■ **Assignment**:
Decide whether each statement below agrees with the text on cost-aware engineering. Answer yes or no for each, and quote the words from the text that decide it.
1. The cost attribute goes on spans created specifically for cost tracking.
2. Haiku or Gemini Flash is the pick for classification work.
3. For mobile, a separate codebase is kept for each platform.

■ **Text excerpt**:
- Opening Delimiter -
03 observability of dollars

The same team that can tell me the p99 latency of a request cannot usually tell me its cost. That is a gap in the telemetry, not a limit of the platform.

My rule on every agent pipeline I ship: every tool call, every model call, every retrieval step emits a cost.micro_usd attribute on its OTel span. The span already exists for latency tracking. Adding the cost attribute costs nothing and gives me a per-request dollar amount queryable in the same tool I use for latency. When a bill spikes I can trace it to a specific user flow, a specific prompt, a specific day. When I cannot, I am guessing.

This is the single cheapest FinOps practice I know. It also forces a cultural habit: every engineer on the team sees the cost of the thing they just shipped. You cannot fix a bill nobody reads.

04 what a finops-aware stack looks like

On the projects I ship today, the stack choices are cost choices first. The specifics:

  • Backend language. Rust where the service is long-lived and compute-sensitive, Go everywhere else. Why I reach for Rust and why I reach for Go cover the decision tree. A Rust service running at 256 MiB can do the work of a Go service at 512 MiB. At small scale this is invisible; at real traffic it is the difference between two instances and four.
  • Model tier. Haiku or Gemini Flash for extraction, classification, routing — the work that does not need a reasoning model. Opus or Sonnet only for the turns where the reasoning is the product. Never the other way around by default.
  • Frontend. Next.js for content-heavy surfaces where the edge cache pays for itself; Verve for sites like this one where the binary is the CDN's problem and the per-island WASM chunks are small enough to ship lazily. The question is: who is paying for every byte, every render?
  • Mobile. Flutter, one codebase. The bill for two native teams is the largest cost line a small team never talks about. Why Flutter for mobile has the math.

None of these are about being cheap. They are about paying for what the product actually needs.

05 the cost story I tell clients

When a client asks me to review an architecture, I run the same three questions:

  1. What is the bill going to look like at 10x today's traffic? If the answer is "I am not sure," we stop there and instrument. You cannot optimize what you cannot see.
  2. Which of those costs scales linearly with users, and which scales with engineering headcount? These fix differently. The first is a knob you turn; the second is a hire you do or do not make.
  3. What is the cheapest thing I can change this quarter that will still matter next quarter? Most optimization work is short-half-life. A caching strategy that you throw away in three months was not worth building. A model-tiering rule you enforce in the agent harness pays for itself every request forever.

That is the entire consulting practice in three bullets. The honest answer is not "use Rust" or "switch to Flutter." The honest answer is: know what you are paying for, make every engineer on the team know too, and choose the stack that keeps the bill from surprising you.

A small team that operates this way can out-execute a big team that does not. I have seen it happen more than once. It is the argument for the mindset in one sentence.
- Closing Delimiter -
■ **The data**:
- Opening Delimiter -
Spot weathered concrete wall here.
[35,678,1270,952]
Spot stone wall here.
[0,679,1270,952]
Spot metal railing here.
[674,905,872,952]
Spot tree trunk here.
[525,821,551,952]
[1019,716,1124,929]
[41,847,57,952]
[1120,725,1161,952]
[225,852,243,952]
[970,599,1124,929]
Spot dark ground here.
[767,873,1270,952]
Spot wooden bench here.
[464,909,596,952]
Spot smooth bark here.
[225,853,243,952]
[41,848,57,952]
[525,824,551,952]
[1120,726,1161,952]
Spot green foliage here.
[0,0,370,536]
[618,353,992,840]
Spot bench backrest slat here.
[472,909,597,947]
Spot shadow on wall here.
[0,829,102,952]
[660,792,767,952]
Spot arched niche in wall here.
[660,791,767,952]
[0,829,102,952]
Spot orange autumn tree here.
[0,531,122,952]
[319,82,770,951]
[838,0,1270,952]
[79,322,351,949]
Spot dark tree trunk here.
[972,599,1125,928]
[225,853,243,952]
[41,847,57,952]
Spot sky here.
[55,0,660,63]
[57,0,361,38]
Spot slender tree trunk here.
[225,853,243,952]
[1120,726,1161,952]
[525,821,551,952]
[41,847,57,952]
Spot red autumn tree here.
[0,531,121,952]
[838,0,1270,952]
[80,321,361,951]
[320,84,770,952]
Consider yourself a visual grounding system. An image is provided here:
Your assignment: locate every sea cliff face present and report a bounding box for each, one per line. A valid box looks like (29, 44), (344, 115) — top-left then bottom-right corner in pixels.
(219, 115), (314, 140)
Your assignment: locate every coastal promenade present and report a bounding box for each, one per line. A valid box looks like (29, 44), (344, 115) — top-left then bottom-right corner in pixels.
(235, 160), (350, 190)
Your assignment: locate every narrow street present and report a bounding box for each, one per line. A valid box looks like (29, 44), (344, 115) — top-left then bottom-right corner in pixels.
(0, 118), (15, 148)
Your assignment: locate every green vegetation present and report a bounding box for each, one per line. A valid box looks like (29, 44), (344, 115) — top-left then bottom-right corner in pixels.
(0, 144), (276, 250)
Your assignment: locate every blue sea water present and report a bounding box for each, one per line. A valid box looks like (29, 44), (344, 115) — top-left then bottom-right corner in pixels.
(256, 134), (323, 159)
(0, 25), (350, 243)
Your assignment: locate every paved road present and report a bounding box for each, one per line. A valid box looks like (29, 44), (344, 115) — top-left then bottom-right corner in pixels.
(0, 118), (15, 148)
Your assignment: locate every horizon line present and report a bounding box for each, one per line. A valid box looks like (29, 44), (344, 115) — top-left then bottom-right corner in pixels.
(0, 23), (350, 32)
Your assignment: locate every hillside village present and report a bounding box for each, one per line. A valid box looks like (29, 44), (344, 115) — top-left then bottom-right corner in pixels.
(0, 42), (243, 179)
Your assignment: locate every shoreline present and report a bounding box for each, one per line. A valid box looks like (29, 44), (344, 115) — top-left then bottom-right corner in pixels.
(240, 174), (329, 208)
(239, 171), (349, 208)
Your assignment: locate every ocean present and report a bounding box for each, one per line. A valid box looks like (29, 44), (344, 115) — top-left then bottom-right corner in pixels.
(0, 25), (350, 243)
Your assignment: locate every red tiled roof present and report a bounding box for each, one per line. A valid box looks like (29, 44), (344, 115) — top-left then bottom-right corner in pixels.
- Closing Delimiter -
■ **Exercise output**:
1. No: "The span already exists for latency tracking."
2. Yes: "Haiku or Gemini Flash for extraction, classification, routing"
3. No: "Flutter, one codebase."